__What this exercise asks__.
1: Decide whether each statement agrees with the case-law passage: (a) Stone v. United States held that acquittal on the criminal trespass charge was no defense to the civil action over the timber's conversion; (b) Stone v. United States overruled Coffey v. United States; (c) Chantangco v. Abaroa departed from the principles of both earlier cases. Answer yes or no for each, quoting the deciding words.
2: Carry the case-law passage forward from its last sentence.

__Text block__.
■ ■ ■ ■ ■ ■ ■

In Stone v. United States, 167 U. S. 187 (17 Sup. Ct. 778, 42 L. ed. 127), it was held in effect that the acquittal of a defendant on a criminal charge of trespass in cutting and removing certain trees from the land of the United States in violation of a penal statute was no defense to a civil action by the United States against the same defendant for a money judgment on account of the conversion of the timber. The case of Coffey v. United States, supra, was cited and distinguished as holding that “the facts ascertained in a criminal case as between the United States and the claimant could not be again litigated between them,, as the basis of any statutory punishment denounced as a consequence of the existence of the facts.” The distinction in the eases was noted and the principles of each adhered to in Chantangco v. Abaroa, 218 U. S. 476 (31 Sup. Ct. 34, 54 L. ed. 1116).

■ ■ ■ ■ ■ ■ ■

__Excerpted data__.
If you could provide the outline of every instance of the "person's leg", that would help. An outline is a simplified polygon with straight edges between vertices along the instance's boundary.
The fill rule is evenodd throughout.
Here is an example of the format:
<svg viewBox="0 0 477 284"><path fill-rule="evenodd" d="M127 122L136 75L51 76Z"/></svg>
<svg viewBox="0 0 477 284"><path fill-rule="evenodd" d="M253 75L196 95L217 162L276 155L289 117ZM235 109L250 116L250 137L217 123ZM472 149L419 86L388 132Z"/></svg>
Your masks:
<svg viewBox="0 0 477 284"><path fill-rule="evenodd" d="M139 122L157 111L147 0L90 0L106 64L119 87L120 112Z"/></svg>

■ ■ ■ ■ ■ ■ ■

__The responses__.
1:
(a) Yes: "was no defense to a civil action by the United States against the same defendant for a money judgment on account of the conversion of the timber"
(b) No: "was cited and distinguished"
(c) No: "the principles of each adhered to in Chantangco v. Abaroa"

2:
The question propounded has been dealt with upon the idea that the claimant resisting the condemnation proceeding was the defendant in the criminal case. As has been shown, the record of his acquittal of the offense of transporting whisky, based upon the identical transaction upon which the State relies in the condemnation proceeding, is admissible in evidence in the proceeding to forfeit the automobile. Generally, where the condemnation proceeding is resisted by a third party, who makes claim to the automobile, the record of the acquittal of the defendant in the criminal case would be inadmissible in the trial, of the condemnation proceeding. Powell v. Wiley, 125 Ga. 823 (54 S. E. 732); S. A. L. Ry. v. O’Quin, 124 Ga. 357 (52 S. E. 427, 2 L. R. A. (N. S.) 472); Tumlin v. Parrott, 82 Ga. 735 (9 S. E. 718).

All the Justices concur, except Beck, P. J., absent.